*** Data supplied

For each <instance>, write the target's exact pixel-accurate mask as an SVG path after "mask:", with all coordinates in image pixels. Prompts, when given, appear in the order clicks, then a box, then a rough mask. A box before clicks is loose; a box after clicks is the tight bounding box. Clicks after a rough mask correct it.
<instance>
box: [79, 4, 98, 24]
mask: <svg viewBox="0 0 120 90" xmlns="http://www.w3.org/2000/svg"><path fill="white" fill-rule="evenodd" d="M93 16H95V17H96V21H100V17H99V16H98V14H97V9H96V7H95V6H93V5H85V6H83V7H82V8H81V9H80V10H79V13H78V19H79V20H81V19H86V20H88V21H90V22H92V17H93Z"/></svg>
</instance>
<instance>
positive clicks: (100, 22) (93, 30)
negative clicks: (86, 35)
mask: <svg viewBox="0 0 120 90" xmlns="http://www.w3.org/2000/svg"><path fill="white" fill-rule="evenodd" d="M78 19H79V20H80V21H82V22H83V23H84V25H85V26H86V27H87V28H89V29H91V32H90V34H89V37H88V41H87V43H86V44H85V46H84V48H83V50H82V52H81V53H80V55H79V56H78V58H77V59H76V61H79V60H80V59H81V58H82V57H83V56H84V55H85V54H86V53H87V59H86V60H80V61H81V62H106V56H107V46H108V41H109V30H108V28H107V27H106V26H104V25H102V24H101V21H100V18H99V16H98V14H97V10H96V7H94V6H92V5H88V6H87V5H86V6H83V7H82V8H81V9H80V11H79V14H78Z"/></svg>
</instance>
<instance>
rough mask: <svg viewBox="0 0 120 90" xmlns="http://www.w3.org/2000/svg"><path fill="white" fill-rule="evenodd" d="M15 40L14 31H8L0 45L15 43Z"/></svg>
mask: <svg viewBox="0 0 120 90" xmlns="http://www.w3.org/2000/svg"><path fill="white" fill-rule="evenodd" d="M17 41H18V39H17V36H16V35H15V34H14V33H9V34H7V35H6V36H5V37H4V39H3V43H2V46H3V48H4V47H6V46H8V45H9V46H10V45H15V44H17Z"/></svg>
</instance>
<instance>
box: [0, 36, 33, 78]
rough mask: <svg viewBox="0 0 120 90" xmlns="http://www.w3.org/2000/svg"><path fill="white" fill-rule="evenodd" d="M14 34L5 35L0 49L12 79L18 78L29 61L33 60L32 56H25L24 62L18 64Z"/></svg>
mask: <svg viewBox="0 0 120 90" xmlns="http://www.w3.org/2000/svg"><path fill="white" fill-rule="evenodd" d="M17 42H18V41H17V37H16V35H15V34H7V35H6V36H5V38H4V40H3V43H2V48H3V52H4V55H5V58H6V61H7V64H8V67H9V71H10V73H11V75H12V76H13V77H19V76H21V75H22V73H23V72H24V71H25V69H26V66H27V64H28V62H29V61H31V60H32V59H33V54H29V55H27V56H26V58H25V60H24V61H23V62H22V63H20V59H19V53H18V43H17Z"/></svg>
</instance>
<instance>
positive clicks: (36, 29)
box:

******

Instruction:
When you answer, set down the entries above precisely as they read.

Task output:
For each <instance>, write the target's exact pixel-accurate mask as an SVG path after "mask:", with all coordinates in image pixels. Prompts, when given, appear in the order clicks, then a box, then a rough mask. A box before clicks is loose; a box after clicks is the tight bounding box. Clicks after a rough mask correct it.
<instance>
box: [79, 4, 98, 24]
mask: <svg viewBox="0 0 120 90" xmlns="http://www.w3.org/2000/svg"><path fill="white" fill-rule="evenodd" d="M93 16H95V17H96V21H100V17H99V16H98V14H97V9H96V7H95V6H93V5H85V6H83V7H82V8H81V9H80V10H79V13H78V19H79V20H81V19H86V20H88V21H90V22H92V17H93Z"/></svg>
</instance>
<instance>
positive clicks: (100, 22) (93, 30)
negative clicks: (86, 35)
mask: <svg viewBox="0 0 120 90" xmlns="http://www.w3.org/2000/svg"><path fill="white" fill-rule="evenodd" d="M78 19H79V20H80V21H82V22H83V23H84V25H85V26H86V27H87V28H89V29H91V32H90V34H89V37H88V41H87V43H86V44H85V46H84V48H83V50H82V52H81V53H80V55H79V56H78V58H77V59H76V61H79V60H80V59H81V58H82V57H83V56H84V55H85V54H86V53H87V59H86V60H80V61H81V62H106V56H107V46H108V41H109V30H108V28H107V27H106V26H104V25H102V24H101V21H100V18H99V16H98V14H97V10H96V7H94V6H92V5H88V6H87V5H86V6H83V7H82V8H81V9H80V11H79V14H78Z"/></svg>
</instance>
<instance>
rough mask: <svg viewBox="0 0 120 90" xmlns="http://www.w3.org/2000/svg"><path fill="white" fill-rule="evenodd" d="M15 40L14 31H8L0 45L15 43Z"/></svg>
mask: <svg viewBox="0 0 120 90" xmlns="http://www.w3.org/2000/svg"><path fill="white" fill-rule="evenodd" d="M17 41H18V39H17V36H16V35H15V34H14V33H9V34H7V35H6V36H5V37H4V39H3V43H2V46H3V48H4V47H6V46H8V45H9V46H10V45H15V44H17Z"/></svg>
</instance>
<instance>
box: [0, 36, 33, 78]
rough mask: <svg viewBox="0 0 120 90" xmlns="http://www.w3.org/2000/svg"><path fill="white" fill-rule="evenodd" d="M14 34L5 35L0 49L12 79L18 78L29 61L33 60L32 56H25L24 62L18 64Z"/></svg>
mask: <svg viewBox="0 0 120 90" xmlns="http://www.w3.org/2000/svg"><path fill="white" fill-rule="evenodd" d="M17 42H18V41H17V37H16V35H15V34H7V35H6V36H5V38H4V40H3V43H2V48H3V52H4V55H5V58H6V61H7V64H8V67H9V71H10V73H11V75H12V76H13V77H19V76H21V75H22V73H23V72H24V71H25V69H26V66H27V64H28V62H29V61H31V60H32V59H33V54H29V55H27V56H26V58H25V60H24V61H23V62H22V63H20V59H19V53H18V43H17Z"/></svg>
</instance>
<instance>
positive clicks: (36, 29)
box:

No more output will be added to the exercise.